Comme il est difficile de parler d’un livre qu’on aime! Une œuvre bancale, un récit un peu maladroit, une structure étrange offrent des points d’entrée faciles pour le critique un peu fainéant sur les bords. Mais quand on tombe sur un livre vraiment maîtrisé, écrit et au récit impeccable, on ne peut qu’applaudir des deux yeux, attendre la suite avec impatience et se pelotonner d’angoisse et d’admiration dans une nouvelle chronique. C’est mon sentiment avec Même pas Mort. J’ai aimé le style, la structure incroyable des temps et des récits enchâssés et l’univers. Jaworsky réussit tout de même à lier les grands aspects de la mythologie celte au sein d’une même intrigue tout en ouvrant sur une épopée politique! Ouais, Jaworsky, il a la classe intergalactique quand même! Il est français, et on est fier!
Donc en gros, l’auteur abandonne, pour un temps seulement on espère, ses chroniques de l’ancien monde (développées dans Janua Vera et Gagner la Guerre), pour mettre en place un nouvel univers. On y suit un jeune guerrier frappé d’une drôle d’affliction : il ne peut pas mourir. Pour expliquer ce sortilège (et arrêter de se faire accuser de sorcellerie à coup de cailloux), il est chargé d’aller sur une île, au-delà de l’océan où les prophétesses divines pourront lui donner des réponses. À partir de là, d’aventure en flash-back, d’exploits en souvenirs, la vie, le folklore, la culture et les rêves d’un jeune homme se dessinent. Car peut-être plus qu’une simple histoire de héros, l’auteur expose plutôt la réaction d’un homme à un monde particulier. Partout on sent le déterminisme social, culturel et familial peser, écraser et conditionner le récit. La quête de quelqu’un qui veut trouver sa place.
☆ ☆ ☆ ☆ ☆
- TRAVAIL DEMANDÉ -
• A. Reproduisez fidèlement la critique de Même pas Mort depuis « Comme il est » jusqu'à « on est fier! » inclus.
• B. Prolongez la critique de Même pas Mort au-delà de sa dernière phrase.
Les données fournies ne servent pas ici.
☆ ☆ ☆ ☆ ☆
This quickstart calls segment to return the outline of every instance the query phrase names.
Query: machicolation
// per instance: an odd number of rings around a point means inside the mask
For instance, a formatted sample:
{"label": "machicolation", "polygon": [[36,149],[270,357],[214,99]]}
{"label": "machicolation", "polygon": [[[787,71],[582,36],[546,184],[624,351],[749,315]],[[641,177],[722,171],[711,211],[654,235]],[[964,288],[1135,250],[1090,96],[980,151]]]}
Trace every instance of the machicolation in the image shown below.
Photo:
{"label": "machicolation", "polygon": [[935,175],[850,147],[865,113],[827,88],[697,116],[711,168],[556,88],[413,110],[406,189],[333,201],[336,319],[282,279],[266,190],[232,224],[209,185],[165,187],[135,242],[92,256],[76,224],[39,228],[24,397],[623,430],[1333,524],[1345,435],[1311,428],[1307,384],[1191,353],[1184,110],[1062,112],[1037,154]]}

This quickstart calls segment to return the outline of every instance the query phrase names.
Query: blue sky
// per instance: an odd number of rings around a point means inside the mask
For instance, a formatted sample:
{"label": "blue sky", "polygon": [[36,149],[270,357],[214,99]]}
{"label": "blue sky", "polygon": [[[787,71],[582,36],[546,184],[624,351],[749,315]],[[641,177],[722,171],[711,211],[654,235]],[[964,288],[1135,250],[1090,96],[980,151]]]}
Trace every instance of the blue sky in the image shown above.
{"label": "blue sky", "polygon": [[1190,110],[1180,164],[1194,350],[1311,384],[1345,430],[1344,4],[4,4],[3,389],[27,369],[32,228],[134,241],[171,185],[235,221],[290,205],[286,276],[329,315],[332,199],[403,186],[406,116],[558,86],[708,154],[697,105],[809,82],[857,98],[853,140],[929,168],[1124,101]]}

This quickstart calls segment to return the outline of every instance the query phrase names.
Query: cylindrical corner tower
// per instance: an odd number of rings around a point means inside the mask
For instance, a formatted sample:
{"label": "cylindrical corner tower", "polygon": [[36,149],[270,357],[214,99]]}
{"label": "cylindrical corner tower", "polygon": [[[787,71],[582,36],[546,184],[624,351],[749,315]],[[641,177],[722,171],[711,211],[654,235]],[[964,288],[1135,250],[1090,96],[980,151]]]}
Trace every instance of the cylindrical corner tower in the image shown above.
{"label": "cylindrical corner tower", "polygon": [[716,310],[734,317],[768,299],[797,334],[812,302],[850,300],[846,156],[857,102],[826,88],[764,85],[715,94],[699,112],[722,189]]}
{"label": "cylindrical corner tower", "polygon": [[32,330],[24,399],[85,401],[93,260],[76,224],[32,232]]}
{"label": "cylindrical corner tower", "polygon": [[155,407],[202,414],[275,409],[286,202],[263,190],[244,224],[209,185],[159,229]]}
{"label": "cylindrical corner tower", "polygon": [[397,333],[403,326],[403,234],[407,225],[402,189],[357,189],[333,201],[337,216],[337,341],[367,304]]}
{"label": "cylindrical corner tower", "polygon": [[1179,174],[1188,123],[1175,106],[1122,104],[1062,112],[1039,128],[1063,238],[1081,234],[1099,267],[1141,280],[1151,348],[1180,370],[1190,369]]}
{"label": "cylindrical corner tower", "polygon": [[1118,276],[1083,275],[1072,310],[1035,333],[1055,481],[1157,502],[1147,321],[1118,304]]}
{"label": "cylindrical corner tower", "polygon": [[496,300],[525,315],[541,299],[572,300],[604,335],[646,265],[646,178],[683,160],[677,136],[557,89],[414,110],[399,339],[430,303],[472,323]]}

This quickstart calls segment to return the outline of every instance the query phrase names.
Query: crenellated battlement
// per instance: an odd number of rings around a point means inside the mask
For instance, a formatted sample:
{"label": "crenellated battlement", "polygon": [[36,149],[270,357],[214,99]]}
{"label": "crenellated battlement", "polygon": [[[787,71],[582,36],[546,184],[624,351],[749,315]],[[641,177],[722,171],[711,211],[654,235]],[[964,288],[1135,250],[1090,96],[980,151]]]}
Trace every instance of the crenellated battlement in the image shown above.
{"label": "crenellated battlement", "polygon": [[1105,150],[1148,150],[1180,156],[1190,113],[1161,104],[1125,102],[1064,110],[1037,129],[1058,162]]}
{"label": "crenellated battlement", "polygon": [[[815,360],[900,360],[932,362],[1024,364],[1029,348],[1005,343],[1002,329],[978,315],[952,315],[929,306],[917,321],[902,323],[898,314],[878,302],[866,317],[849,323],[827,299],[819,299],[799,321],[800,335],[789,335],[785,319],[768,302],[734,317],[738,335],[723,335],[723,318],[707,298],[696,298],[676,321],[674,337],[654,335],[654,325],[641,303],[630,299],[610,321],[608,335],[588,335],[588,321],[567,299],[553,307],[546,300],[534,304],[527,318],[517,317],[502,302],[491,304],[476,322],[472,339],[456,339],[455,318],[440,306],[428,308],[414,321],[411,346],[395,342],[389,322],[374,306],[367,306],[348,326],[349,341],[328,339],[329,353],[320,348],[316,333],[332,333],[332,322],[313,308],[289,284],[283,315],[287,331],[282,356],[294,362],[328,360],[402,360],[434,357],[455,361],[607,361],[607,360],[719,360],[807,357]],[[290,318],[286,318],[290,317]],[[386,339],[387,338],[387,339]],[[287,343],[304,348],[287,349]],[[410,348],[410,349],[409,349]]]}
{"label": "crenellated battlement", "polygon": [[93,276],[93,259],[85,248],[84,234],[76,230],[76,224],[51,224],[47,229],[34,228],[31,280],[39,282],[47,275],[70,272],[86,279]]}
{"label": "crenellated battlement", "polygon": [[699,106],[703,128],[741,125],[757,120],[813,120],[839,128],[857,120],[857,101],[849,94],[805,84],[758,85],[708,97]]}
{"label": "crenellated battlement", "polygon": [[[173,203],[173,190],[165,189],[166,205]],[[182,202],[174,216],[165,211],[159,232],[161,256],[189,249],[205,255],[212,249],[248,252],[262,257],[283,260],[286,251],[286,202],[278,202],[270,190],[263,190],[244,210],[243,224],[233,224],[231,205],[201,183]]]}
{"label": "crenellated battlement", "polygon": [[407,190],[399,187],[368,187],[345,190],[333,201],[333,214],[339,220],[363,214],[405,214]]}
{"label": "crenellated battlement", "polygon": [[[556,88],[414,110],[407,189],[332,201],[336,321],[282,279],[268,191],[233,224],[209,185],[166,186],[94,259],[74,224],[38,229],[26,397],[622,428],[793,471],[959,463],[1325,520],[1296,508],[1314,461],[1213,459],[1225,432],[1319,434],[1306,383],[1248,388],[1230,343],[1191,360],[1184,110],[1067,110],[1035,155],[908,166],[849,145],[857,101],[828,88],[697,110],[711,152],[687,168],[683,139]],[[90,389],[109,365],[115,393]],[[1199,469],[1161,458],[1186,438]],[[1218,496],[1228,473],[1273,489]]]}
☆ ☆ ☆ ☆ ☆
- RÉPONSES ATTENDUES -
• A.
Comme il est difficile de parler d’un livre qu’on aime! Une œuvre bancale, un récit un peu maladroit, une structure étrange offrent des points d’entrée faciles pour le critique un peu fainéant sur les bords. Mais quand on tombe sur un livre vraiment maîtrisé, écrit et au récit impeccable, on ne peut qu’applaudir des deux yeux, attendre la suite avec impatience et se pelotonner d’angoisse et d’admiration dans une nouvelle chronique. C’est mon sentiment avec Même pas Mort. J’ai aimé le style, la structure incroyable des temps et des récits enchâssés et l’univers. Jaworsky réussit tout de même à lier les grands aspects de la mythologie celte au sein d’une même intrigue tout en ouvrant sur une épopée politique! Ouais, Jaworsky, il a la classe intergalactique quand même! Il est français, et on est fier!

• B.
Chez nous les vieux sont rares. Les gens de peu ne vivent guère, fauchés par la maladie ou usés précocement par le travail; guerriers et nobles trouvent une fin rapide sous le fer ennemi; les femmes meurent souvent en couches. Comme si le regard de l’homme suivant la trajectoire d’un javelot : il s’élève loin du sol natal quand il affirme sa jeunesse et sa force, puis il fléchit insensiblement à mesure que l’élan vital s’épuise. Pour moi, l’élan s’épuise. Je suis encore très hat, tendu dans la trajectoire meurtrière qui me mènera au cœur de la phalange ennemie. Mais je ressens les premiers vertiges, l’inclinaison de la feuille de fer, séduction de la terre grasse où je viendrai interrompre enfin ma course, mon ivresse, le lot contradictoire de mes appétits et de mes incertitudes. (p144)
Quel souffle! Ce passage je le trouve très représentatif. Il y a ce style incroyable, ces images claires et efficaces, l’épaisseur dingue des personnages et la pulsion sourde du monde qui conditionne les actions et la pensée.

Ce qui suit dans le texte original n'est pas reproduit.